STATED PROBLEM
Retype every line of the data below word for word, leaving the pictures out of your answer.

Dataset rows:

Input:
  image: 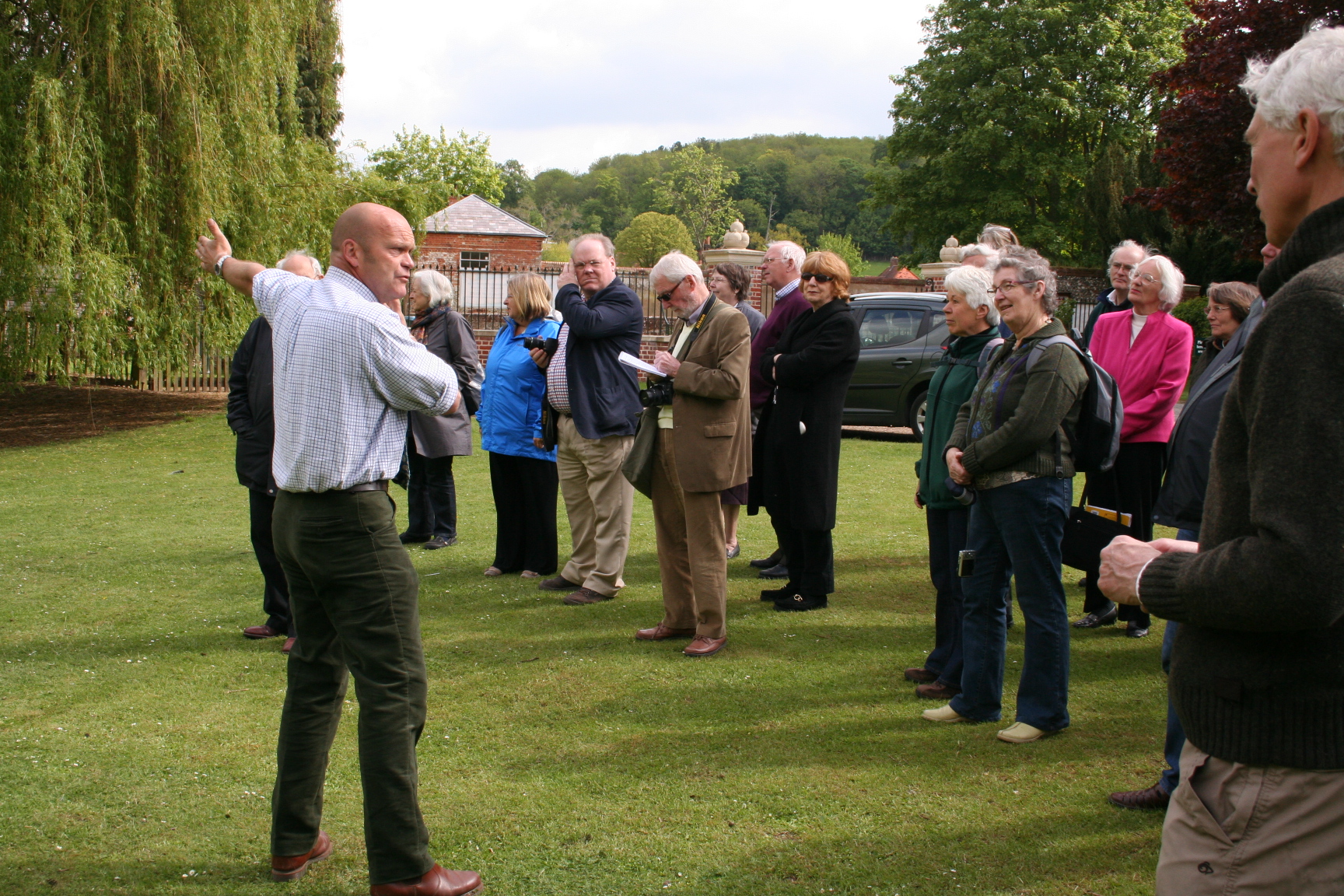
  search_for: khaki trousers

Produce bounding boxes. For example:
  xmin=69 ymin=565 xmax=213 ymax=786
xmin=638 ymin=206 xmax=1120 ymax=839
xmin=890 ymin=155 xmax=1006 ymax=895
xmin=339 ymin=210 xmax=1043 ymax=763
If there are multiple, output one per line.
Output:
xmin=1157 ymin=740 xmax=1344 ymax=896
xmin=653 ymin=430 xmax=729 ymax=638
xmin=555 ymin=414 xmax=635 ymax=598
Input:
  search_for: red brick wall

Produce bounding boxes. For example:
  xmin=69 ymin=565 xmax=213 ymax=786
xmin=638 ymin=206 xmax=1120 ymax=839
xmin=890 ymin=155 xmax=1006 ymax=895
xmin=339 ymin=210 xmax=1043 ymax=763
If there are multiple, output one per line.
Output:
xmin=418 ymin=234 xmax=541 ymax=268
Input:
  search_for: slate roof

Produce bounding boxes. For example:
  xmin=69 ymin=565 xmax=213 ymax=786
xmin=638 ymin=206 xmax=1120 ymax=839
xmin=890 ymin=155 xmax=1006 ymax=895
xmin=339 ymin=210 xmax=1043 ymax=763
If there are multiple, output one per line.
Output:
xmin=425 ymin=194 xmax=546 ymax=238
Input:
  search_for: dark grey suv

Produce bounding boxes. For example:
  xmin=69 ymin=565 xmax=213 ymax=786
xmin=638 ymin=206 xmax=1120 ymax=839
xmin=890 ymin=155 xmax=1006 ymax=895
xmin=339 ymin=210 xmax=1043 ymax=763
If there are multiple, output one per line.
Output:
xmin=844 ymin=293 xmax=947 ymax=439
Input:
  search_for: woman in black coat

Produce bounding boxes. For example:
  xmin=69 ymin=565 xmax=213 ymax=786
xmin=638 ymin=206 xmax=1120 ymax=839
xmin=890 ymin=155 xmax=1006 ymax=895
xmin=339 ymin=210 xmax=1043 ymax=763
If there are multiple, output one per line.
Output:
xmin=757 ymin=253 xmax=859 ymax=610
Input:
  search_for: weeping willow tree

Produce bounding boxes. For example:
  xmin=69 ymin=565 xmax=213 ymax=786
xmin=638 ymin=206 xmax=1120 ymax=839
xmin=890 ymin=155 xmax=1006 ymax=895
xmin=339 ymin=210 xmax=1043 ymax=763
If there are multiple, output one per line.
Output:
xmin=0 ymin=0 xmax=423 ymax=383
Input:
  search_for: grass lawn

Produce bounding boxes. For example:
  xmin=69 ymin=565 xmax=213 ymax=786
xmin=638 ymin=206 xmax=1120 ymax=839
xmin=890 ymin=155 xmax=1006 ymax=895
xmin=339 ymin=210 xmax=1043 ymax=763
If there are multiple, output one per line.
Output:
xmin=0 ymin=415 xmax=1165 ymax=896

SOLUTION
Input:
  image: 
  search_for: khaki trousers

Produce bounding boxes. For example:
  xmin=69 ymin=565 xmax=213 ymax=786
xmin=638 ymin=206 xmax=1120 ymax=839
xmin=890 ymin=155 xmax=1006 ymax=895
xmin=339 ymin=210 xmax=1043 ymax=763
If there are multiple, output one per line.
Output:
xmin=1157 ymin=740 xmax=1344 ymax=896
xmin=653 ymin=430 xmax=729 ymax=638
xmin=555 ymin=414 xmax=635 ymax=598
Input:
  search_for: red brick wall

Produce bounding boxes. For example:
  xmin=69 ymin=565 xmax=213 ymax=786
xmin=638 ymin=206 xmax=1120 ymax=839
xmin=890 ymin=155 xmax=1006 ymax=895
xmin=339 ymin=210 xmax=1043 ymax=763
If there are multiple, output one per line.
Output:
xmin=418 ymin=234 xmax=541 ymax=268
Input:
  search_for: slate roof

Produce bounding boxes. For example:
  xmin=69 ymin=565 xmax=213 ymax=786
xmin=638 ymin=206 xmax=1120 ymax=839
xmin=890 ymin=155 xmax=1006 ymax=895
xmin=339 ymin=210 xmax=1043 ymax=763
If there are multiple, output one per line.
Output:
xmin=425 ymin=194 xmax=546 ymax=238
Input:
  search_for: dark grey suv

Produce bounding boxes. For example:
  xmin=69 ymin=565 xmax=213 ymax=786
xmin=638 ymin=206 xmax=1120 ymax=839
xmin=890 ymin=155 xmax=1006 ymax=895
xmin=339 ymin=210 xmax=1043 ymax=763
If there are multiple, output one per line.
Output:
xmin=844 ymin=293 xmax=947 ymax=439
Input:
  search_for: woman in black coat

Produce bounding boxes. For example:
  xmin=69 ymin=565 xmax=213 ymax=786
xmin=638 ymin=206 xmax=1120 ymax=839
xmin=890 ymin=155 xmax=1006 ymax=895
xmin=339 ymin=210 xmax=1043 ymax=763
If there are multiple, output one per line.
Output:
xmin=757 ymin=253 xmax=859 ymax=610
Input:
  search_for: weeping willow tree

Produce bounding boxes. For example:
  xmin=69 ymin=565 xmax=213 ymax=786
xmin=638 ymin=206 xmax=1120 ymax=839
xmin=890 ymin=155 xmax=1006 ymax=895
xmin=339 ymin=210 xmax=1043 ymax=763
If there are multiple, output one per line.
Output:
xmin=0 ymin=0 xmax=423 ymax=383
Input:
  search_for: grass lawn

Produce bounding boxes. For example:
  xmin=69 ymin=565 xmax=213 ymax=786
xmin=638 ymin=206 xmax=1120 ymax=839
xmin=890 ymin=155 xmax=1006 ymax=895
xmin=339 ymin=210 xmax=1043 ymax=763
If there are multiple, output one per line.
Output:
xmin=0 ymin=415 xmax=1165 ymax=896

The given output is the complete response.